- Material for this task:
--------
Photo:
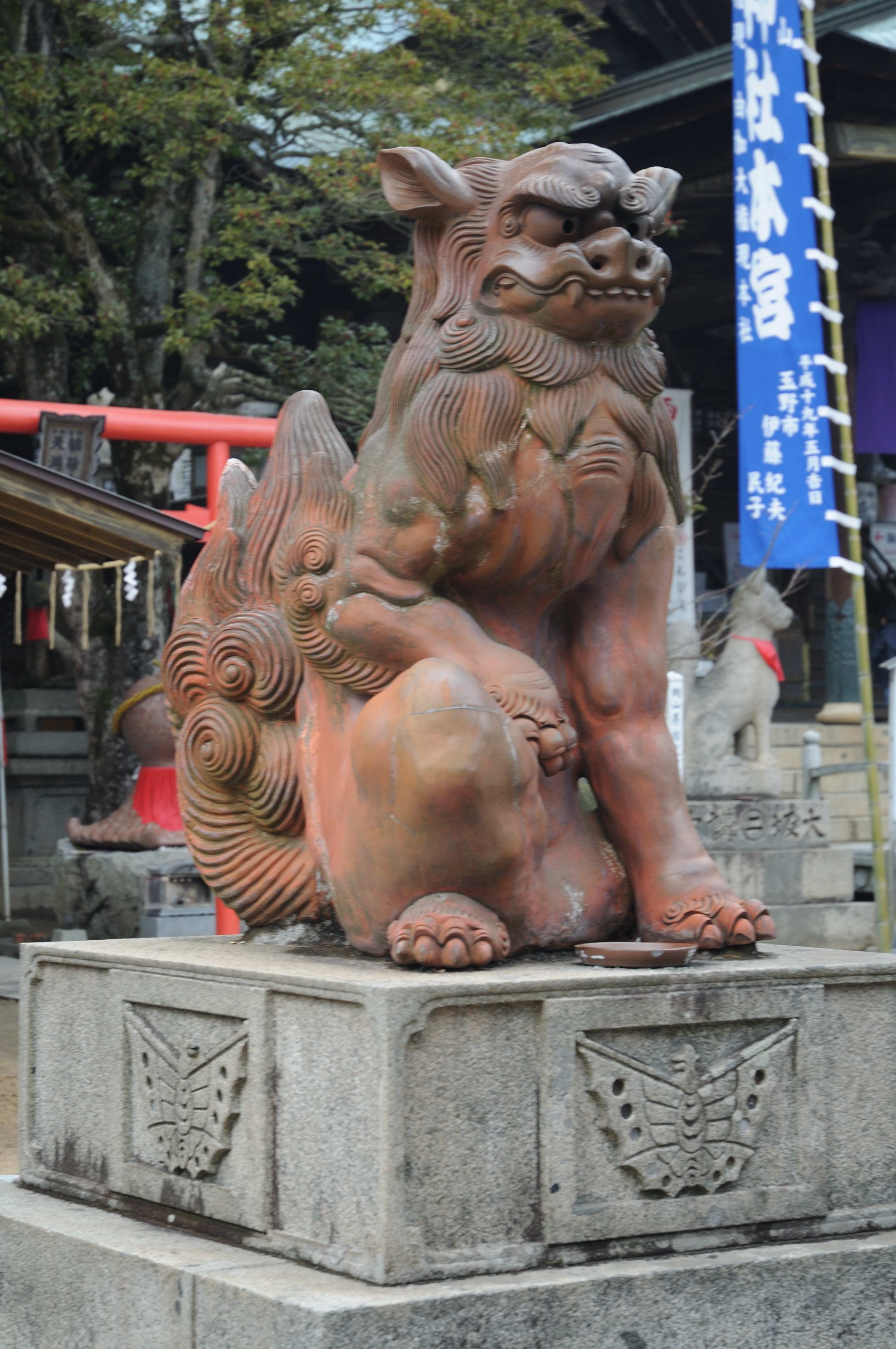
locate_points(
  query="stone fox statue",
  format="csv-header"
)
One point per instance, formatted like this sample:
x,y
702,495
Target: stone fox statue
x,y
389,675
--------
Quote each record exactly as it stands, minus the pictures.

- Solution for this problem:
Photo:
locate_points(
  query="stone fox statue",
  format="csv-header"
)
One point per instance, formatted like this sample:
x,y
702,495
Target: stone fox statue
x,y
389,675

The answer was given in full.